*TASK DIRECTIONS*
Rewrite everything from the line containing "draw the outline of the flower wreath" down to the line containing "241 16 L 230", requests included. Multiply every outline coordinate in the answers by 1.3 and round to the nearest whole number, with halves rounding up; leave the numbers in the requests and their format samples unchanged.

*RECORDS FOR THE TASK*

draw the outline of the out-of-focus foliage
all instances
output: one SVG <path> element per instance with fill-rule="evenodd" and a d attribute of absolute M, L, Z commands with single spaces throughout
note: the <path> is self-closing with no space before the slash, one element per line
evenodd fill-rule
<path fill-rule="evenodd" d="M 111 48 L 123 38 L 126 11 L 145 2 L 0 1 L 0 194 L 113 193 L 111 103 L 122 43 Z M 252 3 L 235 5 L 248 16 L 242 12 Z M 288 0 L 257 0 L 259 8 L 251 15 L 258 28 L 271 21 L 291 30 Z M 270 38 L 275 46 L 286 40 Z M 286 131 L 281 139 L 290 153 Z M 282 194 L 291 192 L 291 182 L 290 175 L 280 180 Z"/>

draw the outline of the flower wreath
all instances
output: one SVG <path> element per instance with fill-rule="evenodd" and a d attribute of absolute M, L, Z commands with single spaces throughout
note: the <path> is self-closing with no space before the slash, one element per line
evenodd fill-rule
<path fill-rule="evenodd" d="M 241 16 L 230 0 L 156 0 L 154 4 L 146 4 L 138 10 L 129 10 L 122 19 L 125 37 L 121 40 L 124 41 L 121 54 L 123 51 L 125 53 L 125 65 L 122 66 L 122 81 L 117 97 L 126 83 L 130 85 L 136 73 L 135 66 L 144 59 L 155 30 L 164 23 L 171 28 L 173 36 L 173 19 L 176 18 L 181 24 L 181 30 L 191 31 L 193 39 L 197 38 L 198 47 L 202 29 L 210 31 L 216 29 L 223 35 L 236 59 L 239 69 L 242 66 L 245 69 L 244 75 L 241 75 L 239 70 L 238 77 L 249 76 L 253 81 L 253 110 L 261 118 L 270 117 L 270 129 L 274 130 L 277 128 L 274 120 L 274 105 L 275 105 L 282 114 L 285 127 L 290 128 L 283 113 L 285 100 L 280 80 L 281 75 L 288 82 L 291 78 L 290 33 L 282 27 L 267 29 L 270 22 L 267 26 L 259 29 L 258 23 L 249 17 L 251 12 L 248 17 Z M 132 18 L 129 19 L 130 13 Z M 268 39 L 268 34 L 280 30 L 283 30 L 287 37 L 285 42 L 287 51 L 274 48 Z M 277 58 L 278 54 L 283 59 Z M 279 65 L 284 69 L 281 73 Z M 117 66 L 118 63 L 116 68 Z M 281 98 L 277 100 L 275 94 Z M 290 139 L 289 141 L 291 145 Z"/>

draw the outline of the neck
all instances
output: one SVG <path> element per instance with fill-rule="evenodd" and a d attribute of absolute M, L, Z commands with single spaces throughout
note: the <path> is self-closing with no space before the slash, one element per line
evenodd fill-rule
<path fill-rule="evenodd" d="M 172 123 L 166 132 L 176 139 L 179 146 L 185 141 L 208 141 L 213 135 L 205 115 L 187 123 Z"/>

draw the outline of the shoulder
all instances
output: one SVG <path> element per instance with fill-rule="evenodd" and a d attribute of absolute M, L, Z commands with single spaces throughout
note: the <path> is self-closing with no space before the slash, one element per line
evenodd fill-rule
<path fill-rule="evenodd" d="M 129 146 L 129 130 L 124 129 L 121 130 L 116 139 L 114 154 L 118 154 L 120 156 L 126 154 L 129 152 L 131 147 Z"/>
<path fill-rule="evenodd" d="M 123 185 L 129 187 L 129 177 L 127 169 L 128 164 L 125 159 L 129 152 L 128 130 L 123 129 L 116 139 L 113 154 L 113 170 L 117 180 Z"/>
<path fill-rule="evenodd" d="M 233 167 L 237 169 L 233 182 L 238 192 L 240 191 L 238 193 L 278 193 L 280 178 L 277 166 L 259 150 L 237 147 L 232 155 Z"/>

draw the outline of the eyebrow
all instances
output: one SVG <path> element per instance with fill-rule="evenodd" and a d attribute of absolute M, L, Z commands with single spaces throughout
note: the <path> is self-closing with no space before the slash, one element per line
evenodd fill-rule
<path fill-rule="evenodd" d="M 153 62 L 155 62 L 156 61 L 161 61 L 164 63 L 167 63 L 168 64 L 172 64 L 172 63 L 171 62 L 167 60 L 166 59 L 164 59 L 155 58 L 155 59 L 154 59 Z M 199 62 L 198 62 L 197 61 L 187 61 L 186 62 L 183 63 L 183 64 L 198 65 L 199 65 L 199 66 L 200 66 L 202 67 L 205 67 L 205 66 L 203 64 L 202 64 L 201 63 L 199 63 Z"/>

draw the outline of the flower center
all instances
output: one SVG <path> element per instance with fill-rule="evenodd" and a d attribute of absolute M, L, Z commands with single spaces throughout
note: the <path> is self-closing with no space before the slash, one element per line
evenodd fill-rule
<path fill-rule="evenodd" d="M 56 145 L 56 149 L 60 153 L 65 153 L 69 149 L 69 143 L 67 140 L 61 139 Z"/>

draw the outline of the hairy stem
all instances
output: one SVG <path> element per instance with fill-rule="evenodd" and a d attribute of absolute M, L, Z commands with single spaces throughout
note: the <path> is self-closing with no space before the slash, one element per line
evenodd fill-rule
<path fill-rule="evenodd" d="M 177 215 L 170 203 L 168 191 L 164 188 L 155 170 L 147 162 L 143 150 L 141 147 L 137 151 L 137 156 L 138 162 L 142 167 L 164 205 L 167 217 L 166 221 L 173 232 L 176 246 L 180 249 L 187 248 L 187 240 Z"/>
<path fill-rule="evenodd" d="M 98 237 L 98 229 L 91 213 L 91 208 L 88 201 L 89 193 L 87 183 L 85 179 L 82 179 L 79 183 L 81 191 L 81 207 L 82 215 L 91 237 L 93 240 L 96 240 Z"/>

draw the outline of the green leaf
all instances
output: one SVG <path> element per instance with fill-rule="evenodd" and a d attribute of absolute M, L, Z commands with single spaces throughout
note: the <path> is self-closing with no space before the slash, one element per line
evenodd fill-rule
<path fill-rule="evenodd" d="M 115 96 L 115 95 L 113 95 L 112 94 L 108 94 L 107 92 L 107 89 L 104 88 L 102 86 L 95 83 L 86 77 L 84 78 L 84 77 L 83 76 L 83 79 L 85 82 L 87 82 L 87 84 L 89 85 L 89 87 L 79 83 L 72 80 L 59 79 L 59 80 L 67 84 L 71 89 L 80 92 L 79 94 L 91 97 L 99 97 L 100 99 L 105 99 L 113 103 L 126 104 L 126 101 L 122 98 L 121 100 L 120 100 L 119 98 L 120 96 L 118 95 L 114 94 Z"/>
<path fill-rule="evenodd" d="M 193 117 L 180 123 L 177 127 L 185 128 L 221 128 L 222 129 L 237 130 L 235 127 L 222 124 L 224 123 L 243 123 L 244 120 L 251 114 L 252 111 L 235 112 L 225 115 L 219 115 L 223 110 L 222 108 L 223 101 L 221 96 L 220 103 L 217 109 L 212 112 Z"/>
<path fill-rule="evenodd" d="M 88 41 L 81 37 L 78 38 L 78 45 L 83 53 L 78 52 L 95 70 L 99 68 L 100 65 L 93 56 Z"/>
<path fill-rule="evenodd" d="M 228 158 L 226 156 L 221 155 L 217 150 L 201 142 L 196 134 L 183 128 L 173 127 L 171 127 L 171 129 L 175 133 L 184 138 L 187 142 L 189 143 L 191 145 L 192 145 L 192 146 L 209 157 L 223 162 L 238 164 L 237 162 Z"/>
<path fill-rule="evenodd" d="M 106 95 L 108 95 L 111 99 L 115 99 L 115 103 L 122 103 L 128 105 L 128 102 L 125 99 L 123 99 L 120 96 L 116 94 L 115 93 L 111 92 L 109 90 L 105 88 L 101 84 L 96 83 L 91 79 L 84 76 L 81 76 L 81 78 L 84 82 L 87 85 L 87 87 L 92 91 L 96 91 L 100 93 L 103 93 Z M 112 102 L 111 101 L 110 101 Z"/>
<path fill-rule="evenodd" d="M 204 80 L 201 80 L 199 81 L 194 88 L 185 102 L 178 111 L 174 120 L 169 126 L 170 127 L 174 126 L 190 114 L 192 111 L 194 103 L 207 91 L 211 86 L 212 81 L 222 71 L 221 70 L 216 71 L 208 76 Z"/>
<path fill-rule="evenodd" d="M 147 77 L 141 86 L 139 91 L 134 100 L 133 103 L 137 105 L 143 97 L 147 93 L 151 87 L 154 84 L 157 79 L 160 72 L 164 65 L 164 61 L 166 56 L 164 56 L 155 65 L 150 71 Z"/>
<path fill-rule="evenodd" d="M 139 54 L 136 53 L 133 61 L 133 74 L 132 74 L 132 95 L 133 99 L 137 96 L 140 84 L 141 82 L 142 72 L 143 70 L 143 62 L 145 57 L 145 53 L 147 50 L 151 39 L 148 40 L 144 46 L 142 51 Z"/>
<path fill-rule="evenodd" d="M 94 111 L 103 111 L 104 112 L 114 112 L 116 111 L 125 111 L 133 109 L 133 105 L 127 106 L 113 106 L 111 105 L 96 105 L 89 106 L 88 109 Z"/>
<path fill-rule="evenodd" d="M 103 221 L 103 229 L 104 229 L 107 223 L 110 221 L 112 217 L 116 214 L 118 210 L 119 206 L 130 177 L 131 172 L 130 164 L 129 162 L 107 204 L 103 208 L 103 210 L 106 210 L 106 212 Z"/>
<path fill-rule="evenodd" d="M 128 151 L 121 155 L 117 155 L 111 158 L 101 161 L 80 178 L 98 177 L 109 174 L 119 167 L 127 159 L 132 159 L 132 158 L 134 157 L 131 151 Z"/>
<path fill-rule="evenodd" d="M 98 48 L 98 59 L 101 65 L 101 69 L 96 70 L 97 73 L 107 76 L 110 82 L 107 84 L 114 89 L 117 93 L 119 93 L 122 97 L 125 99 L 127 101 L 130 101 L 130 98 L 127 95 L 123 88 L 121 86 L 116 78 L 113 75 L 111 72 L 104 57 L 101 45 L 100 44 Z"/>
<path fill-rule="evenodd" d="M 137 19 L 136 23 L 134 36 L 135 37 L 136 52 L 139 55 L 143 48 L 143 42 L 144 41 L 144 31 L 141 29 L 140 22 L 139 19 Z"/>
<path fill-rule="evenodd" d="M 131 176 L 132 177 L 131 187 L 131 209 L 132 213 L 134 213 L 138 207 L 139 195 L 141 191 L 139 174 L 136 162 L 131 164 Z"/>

*EXERCISE RESPONSE*
draw the outline of the flower wreath
all instances
output: one SVG <path> element per instance with fill-rule="evenodd" and a d attribute of absolute M, L, Z commands with single spaces throughout
note: the <path> is self-closing with no space before the slash, one element per line
evenodd fill-rule
<path fill-rule="evenodd" d="M 313 21 L 299 0 L 203 0 L 200 5 L 190 5 L 179 13 L 168 13 L 159 25 L 163 48 L 157 52 L 161 53 L 157 70 L 160 66 L 163 69 L 163 85 L 159 86 L 159 105 L 152 126 L 164 108 L 169 111 L 177 95 L 176 86 L 187 77 L 202 39 L 213 30 L 222 36 L 225 47 L 225 25 L 229 23 L 235 31 L 235 39 L 248 40 L 251 51 L 256 49 L 257 61 L 263 38 L 273 40 L 281 38 L 290 46 L 307 77 L 311 90 L 315 86 L 319 90 L 317 98 L 313 98 L 311 91 L 309 100 L 324 99 L 329 105 L 329 143 L 339 153 L 351 152 L 351 168 L 356 169 L 360 166 L 356 156 L 356 137 L 358 137 L 367 148 L 371 165 L 377 166 L 368 147 L 371 130 L 364 104 L 365 98 L 374 107 L 378 101 L 377 43 L 367 35 L 347 38 L 351 29 L 347 34 L 337 38 L 335 30 L 324 22 L 326 16 L 322 22 Z M 172 23 L 168 25 L 169 17 Z M 348 51 L 348 44 L 364 39 L 368 39 L 373 48 L 371 55 L 373 66 L 356 62 Z M 360 75 L 361 70 L 368 77 Z M 363 85 L 369 90 L 365 95 Z M 152 86 L 153 82 L 151 88 Z M 365 127 L 360 130 L 358 122 Z M 377 181 L 376 183 L 378 189 Z"/>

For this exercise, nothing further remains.